------ SELECTED PASSAGE

Reginald Dennis of The Source said at the time that Kane had lost the people. “It would almost be funny if he didn’t take himself so seriously,” Dennis said. “He already had a reputation with the ladies as being a sex symbol, but he didn’t have to cross the bridge into being a Luther Vandross where he’s turning his back on the street.”
When they occurred, Kane’s forays into modeling weren’t generally hailed as anything resembling groundbreaking—not by the hip-hop media that was now sniping at him or by any mainstream platforms that had only barely acknowledged him even at his best. But Kane heard the “streets” chatter, and there was a sense that he was about to lose his audience completely. His label forced him to slow down before releasing …Job For in 1993.
“I was glad they did because at that point in time I started realizing that the streets were saying, ‘Yo, they say you fell off. You wack.’ I had time to really regroup and get all the right producers like Track Masters, Easy Mo Bee, Large Professor and really do a good Kane album,” he told HuffPo.
That album could have restored some of Kane’s career luster—much in the way LL’s Mama Said Knock You Out resurrected his credibility in 1990—but it happened a little too late.
“After the album came out I think I messed it up. I don’t blame it on Warner Brothers. I don’t blame it on the producers, I think it was my fault,” Kane said in 2016. “Looks Like a Job For... I think is a great album production-wise and structure-wise. I think that it was me who made the mistake because I was spitting a lot of dope rhymes, but I didn’t realize that with artists like Method Man and Biggie and Nas, the flow had changed. Cats were behind the beat more, they weren’t that rapid-fire like I was accustomed to doing so I think my style was outdated.”
Kane would release Daddy’s Home in 1994 and Veteranz Day in 1997, but so many years removed from his ‘89/‘90 pinnacle and with those lukewarm releases and changing times, Kane saw his stature slip. Even as LL Cool J, KRS-One, Heavy D, Salt-N-Pepa and the Beastie Boys enjoyed ongoing success and visibility, Kane faded to hip-hop’s fringes. Over 20 years later, he hasn’t released a new album.
But Kane’s legend has remained intact. A show-stopping performance at the 2004 VH1 Hip-Hop Honors remains one of the high points of that semi-annual event, he’s become one of the game’s most raved-about live acts, and his February appearance on NPR’s Tiny Desk series was masterful—with Kane and his band grooving through classics like “Ain’t No Half-Steppin” and “Raw.”
“I love to see it grow and to see it continue on,” Kane told the audience. “I hope everybody out here is supporting hip-hop and trying to make it continue on. I’ve seen a lot of biased stuff going on about how, ‘This is not hip-hop,’ and ‘This is real hip-hop.’ But I mean, you never know what floats somebody’s boat. Whatever form of hip-hop you like, man, love it and keep it going. Keep it strong, make sure it stays powerful—because there’s always gonna be different ways of presenting something and expressing yourself.”

------------

* INSTRUCTIONS:
1. In the passage about Kane's career, which producers did Kane say he brought in for the album he released in 1993?
2. Write out the passage about Kane's career word for word, from "Kane would release" up to and including "a new album.".
The items after this point are separate from the passage about Kane's career.

------ STUDY MATERIAL

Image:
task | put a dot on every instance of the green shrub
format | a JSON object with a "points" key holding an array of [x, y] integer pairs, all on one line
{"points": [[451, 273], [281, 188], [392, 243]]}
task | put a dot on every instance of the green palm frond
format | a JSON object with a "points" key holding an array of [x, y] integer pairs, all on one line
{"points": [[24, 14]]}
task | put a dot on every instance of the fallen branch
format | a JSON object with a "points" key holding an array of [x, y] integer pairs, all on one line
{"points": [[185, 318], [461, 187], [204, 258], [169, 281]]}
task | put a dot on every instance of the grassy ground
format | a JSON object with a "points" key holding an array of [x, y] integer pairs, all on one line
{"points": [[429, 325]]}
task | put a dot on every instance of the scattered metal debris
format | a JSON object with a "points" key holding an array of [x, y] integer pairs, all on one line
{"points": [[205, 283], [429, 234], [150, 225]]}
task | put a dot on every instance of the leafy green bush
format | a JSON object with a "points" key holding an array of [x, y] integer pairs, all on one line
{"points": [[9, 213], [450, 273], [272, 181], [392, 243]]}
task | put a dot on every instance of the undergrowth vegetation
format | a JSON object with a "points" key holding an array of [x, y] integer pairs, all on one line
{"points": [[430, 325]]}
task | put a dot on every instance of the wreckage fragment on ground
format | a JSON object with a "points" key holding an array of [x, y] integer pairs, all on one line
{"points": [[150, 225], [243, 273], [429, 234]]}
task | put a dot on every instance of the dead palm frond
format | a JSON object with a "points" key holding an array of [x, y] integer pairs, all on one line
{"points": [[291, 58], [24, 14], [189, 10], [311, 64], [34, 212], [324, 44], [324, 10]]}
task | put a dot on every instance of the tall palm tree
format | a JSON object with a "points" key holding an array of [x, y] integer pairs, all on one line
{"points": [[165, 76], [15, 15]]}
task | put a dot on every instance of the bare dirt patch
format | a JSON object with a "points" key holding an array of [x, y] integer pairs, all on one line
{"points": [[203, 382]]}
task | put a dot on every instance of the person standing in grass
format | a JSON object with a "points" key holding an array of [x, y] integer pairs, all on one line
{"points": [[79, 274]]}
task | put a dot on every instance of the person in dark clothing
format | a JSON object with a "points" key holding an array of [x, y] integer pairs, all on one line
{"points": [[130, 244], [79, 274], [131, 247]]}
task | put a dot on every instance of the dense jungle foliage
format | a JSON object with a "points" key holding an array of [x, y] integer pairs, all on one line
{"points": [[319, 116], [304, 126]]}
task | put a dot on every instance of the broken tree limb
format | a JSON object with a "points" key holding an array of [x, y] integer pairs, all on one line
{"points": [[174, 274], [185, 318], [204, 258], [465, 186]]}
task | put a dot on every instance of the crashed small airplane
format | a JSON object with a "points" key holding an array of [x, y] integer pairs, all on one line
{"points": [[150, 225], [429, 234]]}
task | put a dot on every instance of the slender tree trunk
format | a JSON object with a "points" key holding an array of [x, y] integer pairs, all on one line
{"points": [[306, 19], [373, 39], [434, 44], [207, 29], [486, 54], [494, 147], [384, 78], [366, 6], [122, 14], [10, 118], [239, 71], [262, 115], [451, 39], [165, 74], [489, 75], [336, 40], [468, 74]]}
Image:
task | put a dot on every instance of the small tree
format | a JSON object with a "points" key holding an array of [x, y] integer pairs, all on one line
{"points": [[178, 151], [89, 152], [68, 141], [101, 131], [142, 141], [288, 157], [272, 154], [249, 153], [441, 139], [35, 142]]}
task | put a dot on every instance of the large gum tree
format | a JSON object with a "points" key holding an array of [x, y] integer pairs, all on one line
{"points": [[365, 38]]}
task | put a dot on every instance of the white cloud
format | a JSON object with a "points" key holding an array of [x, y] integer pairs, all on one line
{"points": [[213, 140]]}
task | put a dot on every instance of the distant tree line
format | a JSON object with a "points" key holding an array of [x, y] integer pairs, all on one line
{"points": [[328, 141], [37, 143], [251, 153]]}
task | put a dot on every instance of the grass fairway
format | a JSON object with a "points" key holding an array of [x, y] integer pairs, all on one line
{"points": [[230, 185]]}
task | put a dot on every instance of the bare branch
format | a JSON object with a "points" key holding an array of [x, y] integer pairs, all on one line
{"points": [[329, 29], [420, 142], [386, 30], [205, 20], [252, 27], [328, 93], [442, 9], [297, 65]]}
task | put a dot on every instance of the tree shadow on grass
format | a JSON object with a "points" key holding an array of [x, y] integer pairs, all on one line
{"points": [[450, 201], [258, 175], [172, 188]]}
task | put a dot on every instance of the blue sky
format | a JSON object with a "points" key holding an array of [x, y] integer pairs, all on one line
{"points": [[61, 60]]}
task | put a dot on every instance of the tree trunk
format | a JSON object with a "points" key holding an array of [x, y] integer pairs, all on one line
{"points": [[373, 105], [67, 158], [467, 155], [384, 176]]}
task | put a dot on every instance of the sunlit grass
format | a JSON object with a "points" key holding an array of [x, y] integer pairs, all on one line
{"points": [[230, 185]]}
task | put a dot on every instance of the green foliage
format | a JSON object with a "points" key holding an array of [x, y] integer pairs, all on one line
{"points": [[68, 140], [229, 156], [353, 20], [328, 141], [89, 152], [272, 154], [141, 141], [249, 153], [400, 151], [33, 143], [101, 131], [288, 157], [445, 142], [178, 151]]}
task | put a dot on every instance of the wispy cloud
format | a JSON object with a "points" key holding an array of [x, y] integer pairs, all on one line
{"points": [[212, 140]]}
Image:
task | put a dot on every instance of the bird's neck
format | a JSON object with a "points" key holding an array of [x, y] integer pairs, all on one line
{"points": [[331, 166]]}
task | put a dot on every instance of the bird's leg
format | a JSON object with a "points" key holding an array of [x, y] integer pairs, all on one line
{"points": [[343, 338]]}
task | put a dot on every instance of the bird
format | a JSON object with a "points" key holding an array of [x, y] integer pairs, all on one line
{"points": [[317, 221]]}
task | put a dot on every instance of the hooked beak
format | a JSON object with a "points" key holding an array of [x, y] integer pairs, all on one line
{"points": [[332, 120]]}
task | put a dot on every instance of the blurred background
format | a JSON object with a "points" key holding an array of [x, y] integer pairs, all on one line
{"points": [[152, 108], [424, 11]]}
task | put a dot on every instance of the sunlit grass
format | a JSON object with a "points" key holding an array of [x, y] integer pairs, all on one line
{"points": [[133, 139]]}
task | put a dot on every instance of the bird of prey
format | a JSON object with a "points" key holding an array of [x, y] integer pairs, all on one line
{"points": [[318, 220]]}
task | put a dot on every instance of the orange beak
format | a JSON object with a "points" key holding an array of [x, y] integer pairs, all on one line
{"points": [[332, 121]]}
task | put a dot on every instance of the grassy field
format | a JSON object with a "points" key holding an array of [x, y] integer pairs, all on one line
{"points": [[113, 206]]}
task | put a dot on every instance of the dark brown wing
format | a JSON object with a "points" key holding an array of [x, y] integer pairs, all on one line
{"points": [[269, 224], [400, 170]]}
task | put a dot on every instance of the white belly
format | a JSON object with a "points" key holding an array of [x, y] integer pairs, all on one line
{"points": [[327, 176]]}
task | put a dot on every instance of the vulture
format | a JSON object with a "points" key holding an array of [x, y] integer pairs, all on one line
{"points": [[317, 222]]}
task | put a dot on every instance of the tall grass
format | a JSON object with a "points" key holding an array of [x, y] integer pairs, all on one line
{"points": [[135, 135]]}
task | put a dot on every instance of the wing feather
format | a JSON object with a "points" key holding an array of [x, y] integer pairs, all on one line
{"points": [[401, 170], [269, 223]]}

------------

* ANSWERS FOR THIS EXERCISE:
1. Track Masters, Easy Mo Bee and Large Professor.

2.
Kane would release Daddy’s Home in 1994 and Veteranz Day in 1997, but so many years removed from his ‘89/‘90 pinnacle and with those lukewarm releases and changing times, Kane saw his stature slip. Even as LL Cool J, KRS-One, Heavy D, Salt-N-Pepa and the Beastie Boys enjoyed ongoing success and visibility, Kane faded to hip-hop’s fringes. Over 20 years later, he hasn’t released a new album.